Document excerpt:
# 108. Convert Sorted Array to Binary Search Tree

Given an array where elements are sorted in ascending order, convert it to a height balanced BST.

For this problem, a height-balanced binary tree is defined as a binary tree in which the depth of the two subtrees of every node never differ by more than 1.

Example:

Given the sorted array: [-10,-3,0,5,9],

One possible answer is: [0,-3,9,-10,null,5], which represents the following height balanced BST:

      0
     / \
   -3   9
   /   /
 -10  5

# Solution

Approach 1: Recursion.

# Code (Python)

Approach 1:

    def sortedArrayToBST(self, nums: 'List[int]') -> 'TreeNode':
        return self._to_bst(nums, 0, len(nums) - 1)
    
    def _to_bst(self, nums, start, end):
        if start == end:
            return TreeNode(nums[start])
        if start > end:
            return None
        mid = (start + end) // 2
        root = TreeNode(nums[mid])
        root.left = self._to_bst(nums, start, mid - 1)
        root.right = self._to_bst(nums, mid + 1, end)
        return root

# Code (C++)

Approach 1:

/**
 * Definition for a binary tree node.
 * struct TreeNode {
 *     int val;
 *     TreeNode *left;
 *     TreeNode *right;
 *     TreeNode(int x) : val(x), left(NULL), right(NULL) {}
 * };
 */
class Solution {
public:
    TreeNode* sortedArrayToBST(vector<int>& nums) {
        return sortedArrayToBST(nums, 0, nums.size()-1);
    }
private:
    TreeNode* sortedArrayToBST(vector<int>& nums, int head, int tail) {
        if (head > tail) return NULL;
        int mid = head + (tail - head) / 2;
        TreeNode *node = new TreeNode(nums[mid]);
        node->left  = sortedArrayToBST(nums, head, mid-1);
        node->right = sortedArrayToBST(nums, mid+1, tail);
        return node;
    }
};

Goal A: Copy the problem write-up from "Approach 1: Recursion." to "len(nums) - 1)", keeping every character unchanged.
Goal B: In the problem write-up, list every number in the sorted array given in the example.

Data shown:
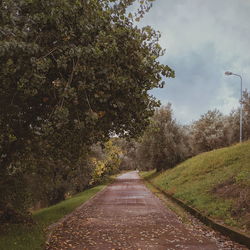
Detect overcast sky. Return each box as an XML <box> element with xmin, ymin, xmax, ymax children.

Answer A:
Approach 1: Recursion.

# Code (Python)

Approach 1:

    def sortedArrayToBST(self, nums: 'List[int]') -> 'TreeNode':
        return self._to_bst(nums, 0, len(nums) - 1)

Answer B: -10, -3, 0, 5, 9